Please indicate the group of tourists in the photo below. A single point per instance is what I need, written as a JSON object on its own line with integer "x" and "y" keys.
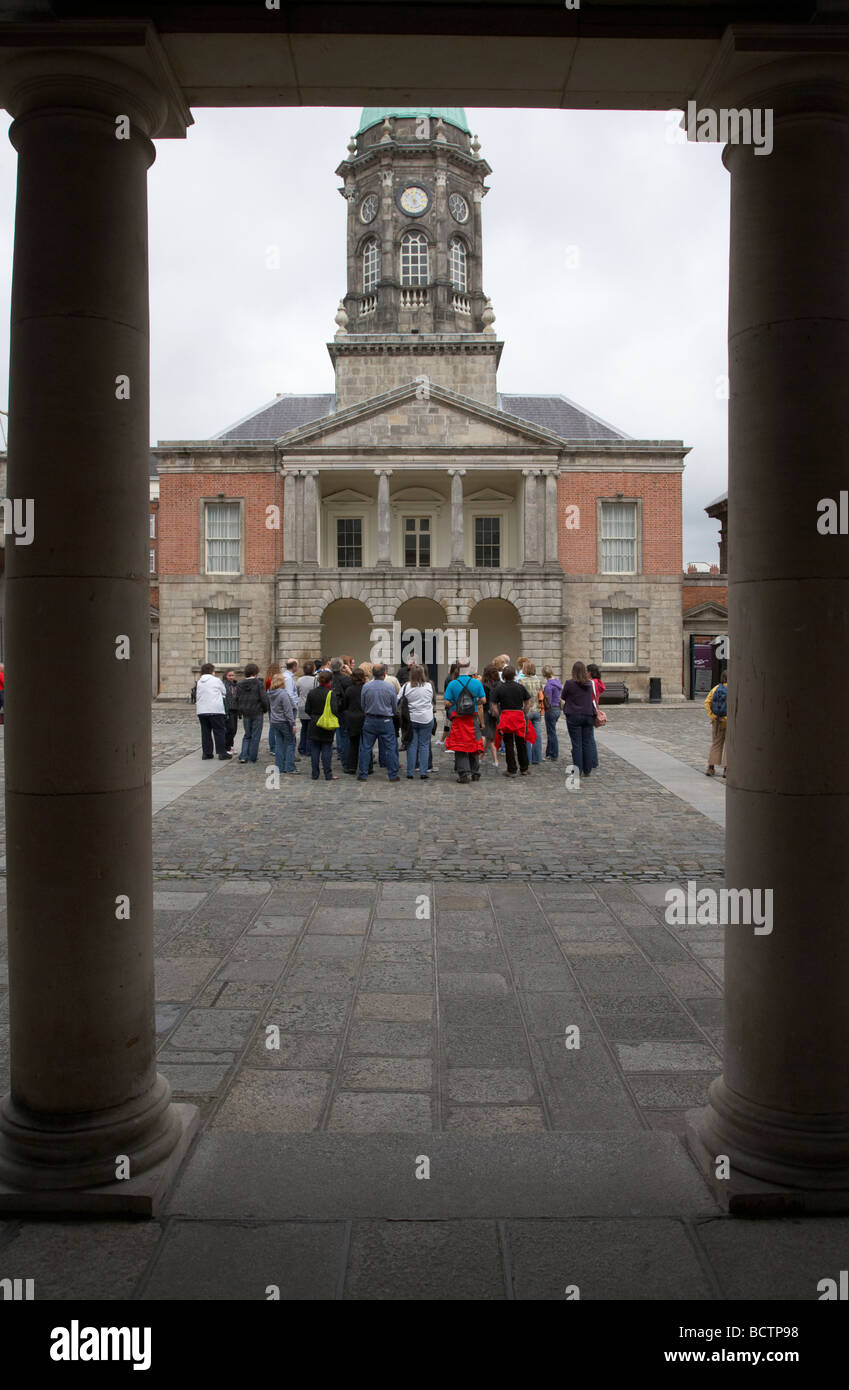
{"x": 353, "y": 708}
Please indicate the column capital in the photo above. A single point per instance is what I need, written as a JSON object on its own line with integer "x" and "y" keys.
{"x": 785, "y": 68}
{"x": 111, "y": 68}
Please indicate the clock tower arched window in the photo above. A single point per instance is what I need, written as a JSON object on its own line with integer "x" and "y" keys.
{"x": 414, "y": 259}
{"x": 371, "y": 266}
{"x": 457, "y": 262}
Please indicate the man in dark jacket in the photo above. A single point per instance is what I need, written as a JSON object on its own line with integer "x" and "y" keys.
{"x": 250, "y": 702}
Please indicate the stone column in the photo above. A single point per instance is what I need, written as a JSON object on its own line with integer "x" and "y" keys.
{"x": 291, "y": 516}
{"x": 457, "y": 530}
{"x": 384, "y": 517}
{"x": 550, "y": 517}
{"x": 531, "y": 555}
{"x": 86, "y": 1104}
{"x": 310, "y": 516}
{"x": 780, "y": 1111}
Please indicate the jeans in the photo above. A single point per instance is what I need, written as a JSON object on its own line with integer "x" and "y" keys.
{"x": 581, "y": 733}
{"x": 213, "y": 727}
{"x": 535, "y": 749}
{"x": 382, "y": 730}
{"x": 552, "y": 748}
{"x": 343, "y": 745}
{"x": 418, "y": 752}
{"x": 516, "y": 748}
{"x": 282, "y": 737}
{"x": 323, "y": 752}
{"x": 250, "y": 738}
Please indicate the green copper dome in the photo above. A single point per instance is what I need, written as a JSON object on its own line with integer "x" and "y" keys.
{"x": 450, "y": 114}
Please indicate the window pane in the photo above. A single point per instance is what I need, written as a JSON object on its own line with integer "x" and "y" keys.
{"x": 619, "y": 537}
{"x": 619, "y": 635}
{"x": 223, "y": 537}
{"x": 349, "y": 542}
{"x": 488, "y": 542}
{"x": 223, "y": 637}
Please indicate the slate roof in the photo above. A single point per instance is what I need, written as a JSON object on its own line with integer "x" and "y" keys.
{"x": 559, "y": 414}
{"x": 556, "y": 413}
{"x": 279, "y": 416}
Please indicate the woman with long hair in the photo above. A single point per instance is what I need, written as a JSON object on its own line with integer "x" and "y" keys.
{"x": 580, "y": 709}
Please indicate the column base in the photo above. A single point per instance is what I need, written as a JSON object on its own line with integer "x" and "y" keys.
{"x": 777, "y": 1166}
{"x": 141, "y": 1196}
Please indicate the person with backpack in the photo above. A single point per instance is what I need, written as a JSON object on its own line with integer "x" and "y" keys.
{"x": 512, "y": 702}
{"x": 209, "y": 702}
{"x": 323, "y": 727}
{"x": 716, "y": 704}
{"x": 252, "y": 702}
{"x": 416, "y": 706}
{"x": 464, "y": 697}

* * * * *

● **What to produce**:
Starting with the line that contains "Please indicate the slate", output every line through the end of the listing above, unchanged.

● **Finished task**:
Please indicate the slate roof in the photo above. A single point per instance is what I need, written as a JSON object on its own line with integer "x" and "y" keys.
{"x": 559, "y": 414}
{"x": 556, "y": 413}
{"x": 279, "y": 416}
Please indicate the woman with long hair in the photo above. A single point per instance is what I need, written as a JSON object on its own line with integer "x" and "y" keys.
{"x": 580, "y": 709}
Please indicate the column base in the photo above. A single point per instance is what I need, written as a JSON object on its own line with integer "x" and "y" keys.
{"x": 777, "y": 1166}
{"x": 141, "y": 1196}
Please indicate the person with backpack in the photo above. A single point per instance is what I need, written as a JSON object on its own line with integer "x" and "y" keys.
{"x": 512, "y": 702}
{"x": 209, "y": 702}
{"x": 323, "y": 727}
{"x": 716, "y": 704}
{"x": 252, "y": 702}
{"x": 416, "y": 706}
{"x": 464, "y": 697}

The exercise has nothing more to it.